Set down exactly the lines running from the line with "task | indicate the bird with" to the end of the listing below, both ends included.

· · · ·

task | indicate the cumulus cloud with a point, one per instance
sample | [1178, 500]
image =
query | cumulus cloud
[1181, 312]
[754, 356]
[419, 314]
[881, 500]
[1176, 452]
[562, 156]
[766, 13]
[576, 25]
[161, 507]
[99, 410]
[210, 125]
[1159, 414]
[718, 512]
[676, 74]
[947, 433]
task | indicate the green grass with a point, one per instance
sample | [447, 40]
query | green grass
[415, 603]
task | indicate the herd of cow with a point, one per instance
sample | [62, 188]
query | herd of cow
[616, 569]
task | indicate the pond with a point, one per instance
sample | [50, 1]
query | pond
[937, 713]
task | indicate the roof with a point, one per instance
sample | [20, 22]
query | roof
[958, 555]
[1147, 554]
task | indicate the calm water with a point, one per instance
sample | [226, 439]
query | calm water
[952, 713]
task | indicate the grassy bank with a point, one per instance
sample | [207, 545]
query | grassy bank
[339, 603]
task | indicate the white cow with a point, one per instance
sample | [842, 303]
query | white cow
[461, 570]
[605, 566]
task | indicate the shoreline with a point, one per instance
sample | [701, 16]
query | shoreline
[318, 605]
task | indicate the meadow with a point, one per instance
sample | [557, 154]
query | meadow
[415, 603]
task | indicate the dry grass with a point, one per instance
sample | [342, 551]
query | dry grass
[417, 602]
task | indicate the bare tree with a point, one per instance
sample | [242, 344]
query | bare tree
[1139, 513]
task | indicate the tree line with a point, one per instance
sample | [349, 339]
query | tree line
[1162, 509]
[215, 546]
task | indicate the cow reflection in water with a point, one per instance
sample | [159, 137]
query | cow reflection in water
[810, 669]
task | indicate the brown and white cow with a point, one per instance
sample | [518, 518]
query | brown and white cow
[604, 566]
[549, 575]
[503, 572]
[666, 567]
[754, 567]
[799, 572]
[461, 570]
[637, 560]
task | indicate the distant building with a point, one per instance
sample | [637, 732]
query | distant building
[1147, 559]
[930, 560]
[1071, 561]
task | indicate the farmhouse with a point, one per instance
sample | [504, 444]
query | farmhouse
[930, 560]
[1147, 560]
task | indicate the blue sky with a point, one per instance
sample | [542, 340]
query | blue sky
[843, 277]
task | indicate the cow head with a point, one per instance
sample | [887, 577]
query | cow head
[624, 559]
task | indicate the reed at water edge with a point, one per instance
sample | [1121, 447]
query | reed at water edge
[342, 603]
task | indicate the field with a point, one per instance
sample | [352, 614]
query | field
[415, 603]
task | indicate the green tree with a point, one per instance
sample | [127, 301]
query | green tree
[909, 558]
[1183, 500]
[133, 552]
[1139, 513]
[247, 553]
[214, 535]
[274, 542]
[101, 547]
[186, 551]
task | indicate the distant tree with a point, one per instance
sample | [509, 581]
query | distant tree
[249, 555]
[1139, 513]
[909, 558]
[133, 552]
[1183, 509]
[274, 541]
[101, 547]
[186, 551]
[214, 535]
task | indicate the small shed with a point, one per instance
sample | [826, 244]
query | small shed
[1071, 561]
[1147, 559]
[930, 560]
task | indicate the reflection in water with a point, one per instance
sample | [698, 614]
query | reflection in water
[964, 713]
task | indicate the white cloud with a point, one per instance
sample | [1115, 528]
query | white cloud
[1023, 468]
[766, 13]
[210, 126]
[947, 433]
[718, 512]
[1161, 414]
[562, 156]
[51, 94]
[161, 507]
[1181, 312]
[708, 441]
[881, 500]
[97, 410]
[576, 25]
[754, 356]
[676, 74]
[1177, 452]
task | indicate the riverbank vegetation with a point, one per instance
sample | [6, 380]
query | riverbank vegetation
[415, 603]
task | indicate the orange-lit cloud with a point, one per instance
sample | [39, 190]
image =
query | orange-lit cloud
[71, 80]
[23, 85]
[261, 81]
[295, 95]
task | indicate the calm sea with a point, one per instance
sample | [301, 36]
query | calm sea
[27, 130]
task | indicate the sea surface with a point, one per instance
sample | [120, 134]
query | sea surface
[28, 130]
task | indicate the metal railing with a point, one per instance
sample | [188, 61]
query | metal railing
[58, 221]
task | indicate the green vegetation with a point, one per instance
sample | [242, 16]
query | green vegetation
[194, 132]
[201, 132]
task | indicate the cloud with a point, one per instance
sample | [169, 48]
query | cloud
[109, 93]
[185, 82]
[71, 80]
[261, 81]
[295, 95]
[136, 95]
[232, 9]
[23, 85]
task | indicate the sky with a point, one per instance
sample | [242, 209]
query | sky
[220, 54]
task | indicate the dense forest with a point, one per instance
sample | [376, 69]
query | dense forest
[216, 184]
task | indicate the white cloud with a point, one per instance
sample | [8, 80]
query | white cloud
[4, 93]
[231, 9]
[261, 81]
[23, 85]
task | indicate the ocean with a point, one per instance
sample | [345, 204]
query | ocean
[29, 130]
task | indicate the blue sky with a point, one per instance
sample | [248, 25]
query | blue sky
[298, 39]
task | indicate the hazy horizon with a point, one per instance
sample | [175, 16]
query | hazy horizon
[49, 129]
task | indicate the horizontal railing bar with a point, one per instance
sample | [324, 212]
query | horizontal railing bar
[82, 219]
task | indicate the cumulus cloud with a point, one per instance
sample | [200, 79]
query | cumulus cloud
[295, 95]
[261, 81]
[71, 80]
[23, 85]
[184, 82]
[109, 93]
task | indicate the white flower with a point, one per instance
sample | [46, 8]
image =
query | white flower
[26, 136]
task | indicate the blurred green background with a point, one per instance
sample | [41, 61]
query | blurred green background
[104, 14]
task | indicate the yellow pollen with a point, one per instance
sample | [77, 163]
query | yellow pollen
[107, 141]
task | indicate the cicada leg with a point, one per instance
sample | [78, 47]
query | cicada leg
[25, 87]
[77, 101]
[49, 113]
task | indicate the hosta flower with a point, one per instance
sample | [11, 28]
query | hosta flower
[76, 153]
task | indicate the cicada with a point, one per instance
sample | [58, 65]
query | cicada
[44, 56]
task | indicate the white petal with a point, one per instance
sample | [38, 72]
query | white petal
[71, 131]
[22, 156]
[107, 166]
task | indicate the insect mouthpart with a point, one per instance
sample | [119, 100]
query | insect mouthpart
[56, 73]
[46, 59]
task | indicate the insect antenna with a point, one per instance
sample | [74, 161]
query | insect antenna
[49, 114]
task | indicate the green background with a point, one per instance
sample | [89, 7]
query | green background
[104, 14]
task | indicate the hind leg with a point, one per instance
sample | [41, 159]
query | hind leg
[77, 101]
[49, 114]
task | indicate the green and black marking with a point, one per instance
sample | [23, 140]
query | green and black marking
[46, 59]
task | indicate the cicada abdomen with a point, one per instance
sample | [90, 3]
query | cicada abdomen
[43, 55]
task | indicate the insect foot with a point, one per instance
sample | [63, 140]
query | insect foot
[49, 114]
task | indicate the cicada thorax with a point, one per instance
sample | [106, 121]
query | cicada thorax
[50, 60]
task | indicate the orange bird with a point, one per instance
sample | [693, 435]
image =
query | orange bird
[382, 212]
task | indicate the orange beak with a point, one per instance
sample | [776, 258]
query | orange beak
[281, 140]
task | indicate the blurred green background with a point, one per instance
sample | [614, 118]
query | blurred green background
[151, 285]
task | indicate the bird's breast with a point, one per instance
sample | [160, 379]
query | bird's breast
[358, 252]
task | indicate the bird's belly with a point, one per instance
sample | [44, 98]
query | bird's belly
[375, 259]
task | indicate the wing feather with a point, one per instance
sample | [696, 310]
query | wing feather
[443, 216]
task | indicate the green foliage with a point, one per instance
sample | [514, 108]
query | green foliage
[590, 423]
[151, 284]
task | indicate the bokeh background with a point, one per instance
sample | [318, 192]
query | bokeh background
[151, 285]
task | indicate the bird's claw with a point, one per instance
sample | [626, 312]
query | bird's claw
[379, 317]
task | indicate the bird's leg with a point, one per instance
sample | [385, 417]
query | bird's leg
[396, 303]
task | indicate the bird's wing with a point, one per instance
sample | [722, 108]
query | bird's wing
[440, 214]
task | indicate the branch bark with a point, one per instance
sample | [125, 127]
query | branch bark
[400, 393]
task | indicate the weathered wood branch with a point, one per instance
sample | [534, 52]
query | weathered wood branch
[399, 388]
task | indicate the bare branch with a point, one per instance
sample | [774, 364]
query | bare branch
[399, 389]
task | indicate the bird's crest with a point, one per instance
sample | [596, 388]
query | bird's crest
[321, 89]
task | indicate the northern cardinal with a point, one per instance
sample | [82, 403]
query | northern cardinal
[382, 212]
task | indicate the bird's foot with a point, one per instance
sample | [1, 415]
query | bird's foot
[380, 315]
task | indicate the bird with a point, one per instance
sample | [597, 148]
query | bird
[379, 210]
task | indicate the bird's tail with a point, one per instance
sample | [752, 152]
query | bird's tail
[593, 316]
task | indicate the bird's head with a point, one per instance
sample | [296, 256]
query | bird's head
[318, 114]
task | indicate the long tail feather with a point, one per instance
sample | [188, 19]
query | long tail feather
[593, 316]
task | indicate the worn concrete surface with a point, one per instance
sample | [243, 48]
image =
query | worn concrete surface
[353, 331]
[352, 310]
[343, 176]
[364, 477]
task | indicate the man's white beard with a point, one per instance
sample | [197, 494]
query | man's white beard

· · · ·

= TASK RESULT =
task | indicate the bird with a point, one per instance
sample | [597, 148]
query | bird
[379, 210]
task | indicate the bird's tail with a point, one per instance
sample | [752, 152]
query | bird's tail
[593, 316]
task | indicate the bird's head with a point, one per instance
sample | [296, 256]
query | bird's head
[318, 114]
task | indicate the long tail feather with a point, one per instance
sample | [188, 19]
query | long tail feather
[593, 316]
task | indicate the worn concrete surface with a point, one per instance
sample | [243, 48]
image =
query | worn concrete surface
[353, 331]
[352, 310]
[343, 176]
[364, 477]
task | indicate the man's white beard with a point, one per instance
sample | [197, 494]
query | man's white beard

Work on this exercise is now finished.